- Data extract:
***

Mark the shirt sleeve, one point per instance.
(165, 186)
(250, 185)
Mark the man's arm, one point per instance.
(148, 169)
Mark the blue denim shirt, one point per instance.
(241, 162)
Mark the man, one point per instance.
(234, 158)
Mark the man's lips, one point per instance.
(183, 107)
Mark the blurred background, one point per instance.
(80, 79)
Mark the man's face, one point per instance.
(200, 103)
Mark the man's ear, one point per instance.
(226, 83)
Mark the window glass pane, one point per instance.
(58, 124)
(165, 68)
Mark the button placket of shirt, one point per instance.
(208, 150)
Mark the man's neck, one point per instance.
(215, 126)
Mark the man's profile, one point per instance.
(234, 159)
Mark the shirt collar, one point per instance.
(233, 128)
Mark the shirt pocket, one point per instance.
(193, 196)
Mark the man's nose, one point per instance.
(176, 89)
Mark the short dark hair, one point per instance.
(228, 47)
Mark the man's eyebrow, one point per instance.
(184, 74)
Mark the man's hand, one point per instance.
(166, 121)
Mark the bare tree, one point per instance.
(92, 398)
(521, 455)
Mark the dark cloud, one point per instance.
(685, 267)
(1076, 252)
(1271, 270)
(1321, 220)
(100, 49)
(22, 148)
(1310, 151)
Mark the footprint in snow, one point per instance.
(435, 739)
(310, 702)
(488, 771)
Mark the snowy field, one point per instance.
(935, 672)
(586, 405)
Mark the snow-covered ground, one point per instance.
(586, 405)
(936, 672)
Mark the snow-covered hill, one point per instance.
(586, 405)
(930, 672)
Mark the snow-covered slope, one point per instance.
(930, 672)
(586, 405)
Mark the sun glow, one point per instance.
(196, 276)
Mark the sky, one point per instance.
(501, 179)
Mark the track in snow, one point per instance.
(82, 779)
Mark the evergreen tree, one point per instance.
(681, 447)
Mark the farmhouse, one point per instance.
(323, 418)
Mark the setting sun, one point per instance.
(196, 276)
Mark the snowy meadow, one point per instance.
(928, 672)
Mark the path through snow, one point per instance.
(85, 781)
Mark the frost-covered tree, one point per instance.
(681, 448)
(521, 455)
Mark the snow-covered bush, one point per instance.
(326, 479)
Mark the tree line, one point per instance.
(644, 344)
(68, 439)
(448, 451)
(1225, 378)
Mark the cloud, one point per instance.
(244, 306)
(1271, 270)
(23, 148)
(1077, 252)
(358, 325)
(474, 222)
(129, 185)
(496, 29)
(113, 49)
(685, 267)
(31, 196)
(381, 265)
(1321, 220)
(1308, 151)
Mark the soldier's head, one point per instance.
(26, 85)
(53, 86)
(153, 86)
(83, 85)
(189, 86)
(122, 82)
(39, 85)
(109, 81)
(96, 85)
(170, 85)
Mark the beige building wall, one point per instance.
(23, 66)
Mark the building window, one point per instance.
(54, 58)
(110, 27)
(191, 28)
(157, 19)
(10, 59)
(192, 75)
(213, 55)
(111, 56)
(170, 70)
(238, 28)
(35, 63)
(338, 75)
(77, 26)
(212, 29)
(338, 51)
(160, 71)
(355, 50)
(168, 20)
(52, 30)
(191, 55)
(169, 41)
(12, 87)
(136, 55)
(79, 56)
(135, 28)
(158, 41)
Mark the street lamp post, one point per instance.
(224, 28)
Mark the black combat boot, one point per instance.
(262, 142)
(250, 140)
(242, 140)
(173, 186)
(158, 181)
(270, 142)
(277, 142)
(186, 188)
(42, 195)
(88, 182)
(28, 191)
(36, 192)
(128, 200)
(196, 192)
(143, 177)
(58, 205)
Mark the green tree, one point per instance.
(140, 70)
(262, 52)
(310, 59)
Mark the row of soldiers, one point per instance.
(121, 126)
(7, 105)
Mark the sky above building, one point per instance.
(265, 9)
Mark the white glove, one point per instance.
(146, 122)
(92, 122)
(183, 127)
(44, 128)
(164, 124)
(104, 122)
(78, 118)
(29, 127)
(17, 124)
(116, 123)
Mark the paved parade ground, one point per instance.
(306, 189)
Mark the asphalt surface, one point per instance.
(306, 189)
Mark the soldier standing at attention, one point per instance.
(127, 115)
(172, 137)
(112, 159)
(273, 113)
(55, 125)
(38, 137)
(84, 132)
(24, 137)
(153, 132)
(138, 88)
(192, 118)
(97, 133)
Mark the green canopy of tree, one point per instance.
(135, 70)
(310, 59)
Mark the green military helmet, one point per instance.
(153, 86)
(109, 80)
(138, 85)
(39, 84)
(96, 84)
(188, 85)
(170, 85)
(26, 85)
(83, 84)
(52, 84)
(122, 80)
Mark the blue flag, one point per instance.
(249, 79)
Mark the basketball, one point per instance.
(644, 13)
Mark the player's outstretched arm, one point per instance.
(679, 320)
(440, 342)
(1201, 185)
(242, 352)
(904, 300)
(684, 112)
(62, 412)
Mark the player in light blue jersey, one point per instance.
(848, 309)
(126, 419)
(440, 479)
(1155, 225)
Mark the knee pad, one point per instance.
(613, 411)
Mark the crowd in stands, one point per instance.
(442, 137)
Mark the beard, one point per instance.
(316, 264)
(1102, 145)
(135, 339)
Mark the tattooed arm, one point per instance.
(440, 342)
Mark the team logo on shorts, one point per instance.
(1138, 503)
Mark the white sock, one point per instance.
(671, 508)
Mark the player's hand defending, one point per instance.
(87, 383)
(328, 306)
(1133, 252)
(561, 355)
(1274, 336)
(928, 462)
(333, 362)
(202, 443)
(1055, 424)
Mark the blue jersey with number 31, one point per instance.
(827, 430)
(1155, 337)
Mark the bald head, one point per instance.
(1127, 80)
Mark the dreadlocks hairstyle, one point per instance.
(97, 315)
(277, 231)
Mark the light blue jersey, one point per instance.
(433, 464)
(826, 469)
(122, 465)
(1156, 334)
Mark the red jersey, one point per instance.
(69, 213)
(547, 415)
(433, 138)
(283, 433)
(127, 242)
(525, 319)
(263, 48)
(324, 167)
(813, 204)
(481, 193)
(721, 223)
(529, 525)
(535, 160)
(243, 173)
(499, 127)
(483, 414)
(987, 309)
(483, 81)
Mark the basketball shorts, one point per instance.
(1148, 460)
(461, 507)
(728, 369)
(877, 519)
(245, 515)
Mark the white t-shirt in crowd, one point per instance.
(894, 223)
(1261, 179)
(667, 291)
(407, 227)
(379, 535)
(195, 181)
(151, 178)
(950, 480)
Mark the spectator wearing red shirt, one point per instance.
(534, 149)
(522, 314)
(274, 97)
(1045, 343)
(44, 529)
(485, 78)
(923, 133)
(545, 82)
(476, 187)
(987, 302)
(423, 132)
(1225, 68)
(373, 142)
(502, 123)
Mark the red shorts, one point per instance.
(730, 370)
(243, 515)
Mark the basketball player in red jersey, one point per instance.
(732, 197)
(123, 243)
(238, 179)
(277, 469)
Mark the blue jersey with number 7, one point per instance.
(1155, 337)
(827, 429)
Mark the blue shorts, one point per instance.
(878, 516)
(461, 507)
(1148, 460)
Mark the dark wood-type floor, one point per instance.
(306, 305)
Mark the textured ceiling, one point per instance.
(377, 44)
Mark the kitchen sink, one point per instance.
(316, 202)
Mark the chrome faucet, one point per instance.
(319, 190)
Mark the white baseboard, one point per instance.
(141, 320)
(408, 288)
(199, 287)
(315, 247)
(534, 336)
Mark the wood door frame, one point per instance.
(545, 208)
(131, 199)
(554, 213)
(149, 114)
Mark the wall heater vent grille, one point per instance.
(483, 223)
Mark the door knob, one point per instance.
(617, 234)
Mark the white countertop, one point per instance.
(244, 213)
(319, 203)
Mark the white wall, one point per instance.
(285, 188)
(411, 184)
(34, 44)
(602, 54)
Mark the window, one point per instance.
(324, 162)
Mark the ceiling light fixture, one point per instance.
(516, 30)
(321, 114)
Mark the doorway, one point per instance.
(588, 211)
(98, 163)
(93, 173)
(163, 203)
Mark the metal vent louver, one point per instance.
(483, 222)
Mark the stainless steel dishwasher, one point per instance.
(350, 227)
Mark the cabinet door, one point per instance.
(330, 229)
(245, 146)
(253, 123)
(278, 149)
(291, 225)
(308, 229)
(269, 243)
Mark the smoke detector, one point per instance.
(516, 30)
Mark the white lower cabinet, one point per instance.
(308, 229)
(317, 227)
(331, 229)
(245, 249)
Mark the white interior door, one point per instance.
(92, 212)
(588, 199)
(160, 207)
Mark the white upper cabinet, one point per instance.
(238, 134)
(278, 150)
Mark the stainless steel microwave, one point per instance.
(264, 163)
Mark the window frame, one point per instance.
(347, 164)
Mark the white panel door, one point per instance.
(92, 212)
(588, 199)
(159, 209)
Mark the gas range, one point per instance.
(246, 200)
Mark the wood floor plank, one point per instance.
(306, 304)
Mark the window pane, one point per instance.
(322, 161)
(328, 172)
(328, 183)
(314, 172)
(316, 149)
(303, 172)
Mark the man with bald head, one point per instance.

***

- What you will do: Copy the listing again from the line containing "Mark the white panel" through the end of the listing. Swap "gas range" for "gas stove" and leave everything else the same.

- Answer for the task:
Mark the white panel door, one point per instance.
(92, 212)
(588, 199)
(159, 209)
Mark the gas stove, one point per instance.
(246, 200)
Mark the wood floor plank, one point per instance.
(306, 304)
Mark the window pane, one point per instance.
(322, 161)
(328, 172)
(328, 183)
(314, 172)
(316, 149)
(303, 172)
Mark the man with bald head, one point per instance.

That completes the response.